# Infinity J30



## SpiKeJnZ (Mar 25, 2003)

my mother has an Infinity J30 ('96) that she's thinking about passing off to me. she wants to buy a SUV (don't worry, i'm trying to convince her to get another Nissan CAR,) and wants to sell the J30 to me. if i do this...i might have an ultimate sleeper on my hands!

for those who don't know, the J30 is a RWD platform, motivated by the VG30DE...the Twin-Turbo Z's little brother. in theory, the VG30DETT SHOULD drop right in, but has anyone ever done this? the car is fun as hell to drive right now, so i can only imagine what it would be like with two snails bolted to the side. ROCK!

looks like 2JZ-GTE motivated SC400's might have some competetion!


----------



## sersr20dk (Oct 15, 2003)

i have been wondering this also, in theory it will work, you may need minor alterations, but the motors are basically the same, so i would imagine it wouldn't be that different from a de to a det. should have the same motor mounts. check and see what they make in japan that compares to the j30. they will have a better performer.


----------



## TheVodKA (Sep 19, 2002)

People have been theorizing about it for years, but still to no avail. If engine bay room exists, it would probably be easier to swap in tt or beefier aftermarket internals (those engines have pretty high comp,) and just use the turbo parts of the tt or build a custom turbo kit


----------



## SpiKeJnZ (Mar 25, 2003)

vodKA said:


> *People have been theorizing about it for years, but still to no avail. If engine bay room exists, it would probably be easier to swap in tt or beefier aftermarket internals (those engines have pretty high comp,) and just use the turbo parts of the tt or build a custom turbo kit *


room is VERY limited in the J30 engine bay...but the Z didn't have much room, either. it would be fun to see what would happen!


----------



## chimmike (Oct 17, 2002)

if you're gonna do the Z swap...better upgrade the turbos while the engine is out!!!!


----------



## SpiKeJnZ (Mar 25, 2003)

well i'll do the same thing i'm going to do on my SR20DET when i get it...i'll build it up first, THEN put it in. the VG30DETT would get mild build, but my SR20 will get a MONSTER build.


----------



## 180SX-X (Sep 21, 2003)

what you could do is just take all the TT parts and put them on the DE, 2 me thats more fun, but the easy way is just swap...


----------

Task details
Could you copy the J30 forum thread from "room is VERY" up to and including "(Oct 17, 2002)", replacing "engine bay" with "engine compartment"? The records that follow come from a separate source and are unrelated to the J30 forum thread.

Material supplied
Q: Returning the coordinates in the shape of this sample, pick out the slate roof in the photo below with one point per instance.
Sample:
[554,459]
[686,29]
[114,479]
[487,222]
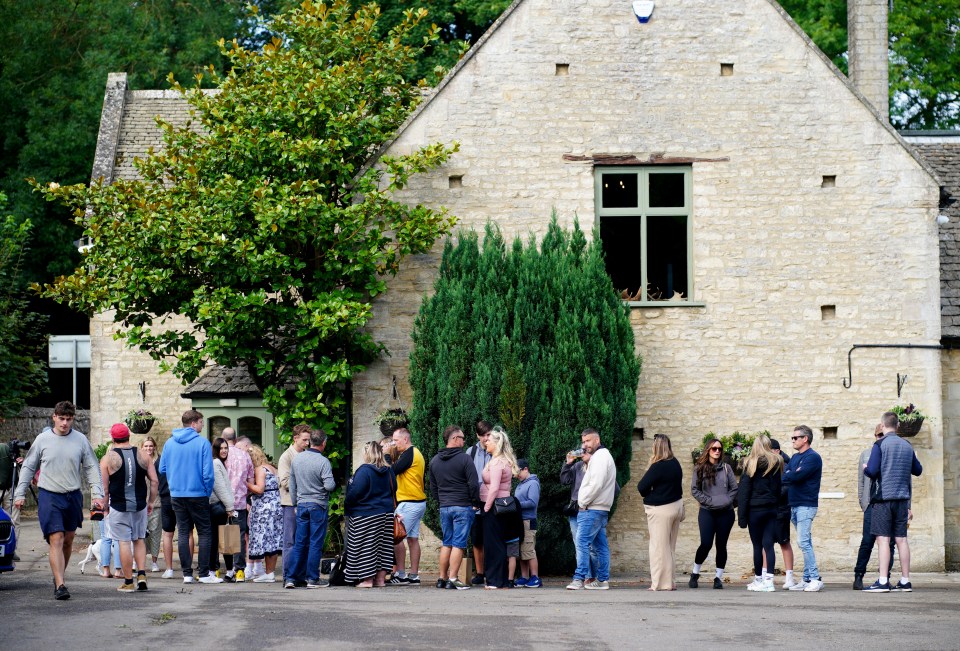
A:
[222,382]
[941,150]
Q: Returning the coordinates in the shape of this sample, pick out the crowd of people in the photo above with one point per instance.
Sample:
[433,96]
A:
[282,511]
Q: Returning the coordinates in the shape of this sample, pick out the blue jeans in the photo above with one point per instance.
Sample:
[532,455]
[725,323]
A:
[455,522]
[308,544]
[592,572]
[802,518]
[592,536]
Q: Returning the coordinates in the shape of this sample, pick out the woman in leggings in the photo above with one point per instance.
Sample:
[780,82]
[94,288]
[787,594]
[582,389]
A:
[715,489]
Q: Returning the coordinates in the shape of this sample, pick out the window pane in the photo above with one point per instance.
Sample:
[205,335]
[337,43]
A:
[619,191]
[666,257]
[252,428]
[666,190]
[620,237]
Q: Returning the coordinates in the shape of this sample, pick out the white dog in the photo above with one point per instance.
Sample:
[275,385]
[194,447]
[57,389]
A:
[93,553]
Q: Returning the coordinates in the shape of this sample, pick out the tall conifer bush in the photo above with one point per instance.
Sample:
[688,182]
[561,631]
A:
[535,339]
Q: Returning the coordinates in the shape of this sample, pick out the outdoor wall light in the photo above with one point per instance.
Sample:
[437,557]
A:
[643,10]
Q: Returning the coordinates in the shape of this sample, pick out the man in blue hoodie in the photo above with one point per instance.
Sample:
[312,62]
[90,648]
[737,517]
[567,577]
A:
[187,461]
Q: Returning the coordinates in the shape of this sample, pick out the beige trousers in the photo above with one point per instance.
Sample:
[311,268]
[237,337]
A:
[663,523]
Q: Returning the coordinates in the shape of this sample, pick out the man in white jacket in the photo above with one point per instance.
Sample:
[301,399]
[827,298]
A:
[597,492]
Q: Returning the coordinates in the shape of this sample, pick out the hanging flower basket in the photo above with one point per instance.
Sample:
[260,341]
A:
[911,420]
[391,420]
[140,421]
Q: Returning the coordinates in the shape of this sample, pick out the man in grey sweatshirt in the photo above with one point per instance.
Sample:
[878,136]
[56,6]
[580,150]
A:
[311,482]
[60,453]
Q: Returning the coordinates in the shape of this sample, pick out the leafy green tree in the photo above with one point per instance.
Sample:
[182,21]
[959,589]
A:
[534,339]
[21,345]
[924,55]
[265,227]
[54,60]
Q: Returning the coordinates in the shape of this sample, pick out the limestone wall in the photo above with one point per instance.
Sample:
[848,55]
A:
[772,245]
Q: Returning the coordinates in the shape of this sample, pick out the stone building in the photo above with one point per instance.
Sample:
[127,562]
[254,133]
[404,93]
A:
[755,204]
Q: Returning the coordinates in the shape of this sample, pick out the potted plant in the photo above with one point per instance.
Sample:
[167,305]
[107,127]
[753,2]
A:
[391,419]
[911,419]
[736,447]
[140,421]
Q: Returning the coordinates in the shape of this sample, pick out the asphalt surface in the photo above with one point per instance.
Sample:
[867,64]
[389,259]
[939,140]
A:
[171,615]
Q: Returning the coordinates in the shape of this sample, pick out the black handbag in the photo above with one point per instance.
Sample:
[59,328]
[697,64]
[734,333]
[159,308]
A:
[505,506]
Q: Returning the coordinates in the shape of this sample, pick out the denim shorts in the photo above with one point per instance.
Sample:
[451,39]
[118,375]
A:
[412,513]
[455,522]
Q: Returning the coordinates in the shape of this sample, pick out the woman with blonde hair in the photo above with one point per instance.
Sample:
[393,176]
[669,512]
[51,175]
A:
[662,490]
[757,506]
[368,506]
[496,476]
[154,534]
[266,518]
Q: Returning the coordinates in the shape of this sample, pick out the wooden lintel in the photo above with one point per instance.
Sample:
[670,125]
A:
[631,159]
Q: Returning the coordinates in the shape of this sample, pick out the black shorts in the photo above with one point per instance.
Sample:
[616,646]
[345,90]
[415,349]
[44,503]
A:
[168,519]
[889,519]
[782,532]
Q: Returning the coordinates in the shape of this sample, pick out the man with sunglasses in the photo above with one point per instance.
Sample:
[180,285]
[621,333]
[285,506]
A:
[802,479]
[867,539]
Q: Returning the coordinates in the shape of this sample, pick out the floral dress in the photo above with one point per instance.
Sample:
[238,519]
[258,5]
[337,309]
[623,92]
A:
[266,520]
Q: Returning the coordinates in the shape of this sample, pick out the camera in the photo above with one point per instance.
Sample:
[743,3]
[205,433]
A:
[18,447]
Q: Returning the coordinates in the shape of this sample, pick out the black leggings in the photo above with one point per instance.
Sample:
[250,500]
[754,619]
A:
[714,523]
[763,527]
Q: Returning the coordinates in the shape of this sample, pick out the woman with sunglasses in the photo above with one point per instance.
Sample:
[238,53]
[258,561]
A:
[757,506]
[714,487]
[662,490]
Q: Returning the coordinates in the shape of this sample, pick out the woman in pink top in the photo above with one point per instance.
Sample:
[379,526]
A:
[497,476]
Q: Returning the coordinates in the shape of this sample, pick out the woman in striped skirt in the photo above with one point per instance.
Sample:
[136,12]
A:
[369,509]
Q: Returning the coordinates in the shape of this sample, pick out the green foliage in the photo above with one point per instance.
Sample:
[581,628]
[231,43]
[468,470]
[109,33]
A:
[263,226]
[21,345]
[55,58]
[537,340]
[924,55]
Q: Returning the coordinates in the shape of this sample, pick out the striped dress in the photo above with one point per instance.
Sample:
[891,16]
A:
[369,545]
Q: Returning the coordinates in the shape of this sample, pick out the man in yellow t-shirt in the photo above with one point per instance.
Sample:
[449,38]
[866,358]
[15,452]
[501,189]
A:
[411,505]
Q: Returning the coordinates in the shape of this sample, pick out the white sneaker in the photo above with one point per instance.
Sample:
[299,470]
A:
[815,585]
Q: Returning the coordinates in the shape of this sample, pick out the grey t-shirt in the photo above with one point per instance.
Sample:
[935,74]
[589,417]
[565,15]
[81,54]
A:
[64,462]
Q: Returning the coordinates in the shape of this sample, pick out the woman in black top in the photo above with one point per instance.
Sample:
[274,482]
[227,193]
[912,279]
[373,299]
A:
[662,490]
[757,506]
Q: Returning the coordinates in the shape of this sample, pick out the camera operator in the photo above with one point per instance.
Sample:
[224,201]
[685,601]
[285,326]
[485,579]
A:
[11,460]
[59,453]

Solution to the problem
room is VERY limited in the J30 engine compartment...but the Z didn't have much room, either. it would be fun to see what would happen!


----------



## chimmike (Oct 17, 2002)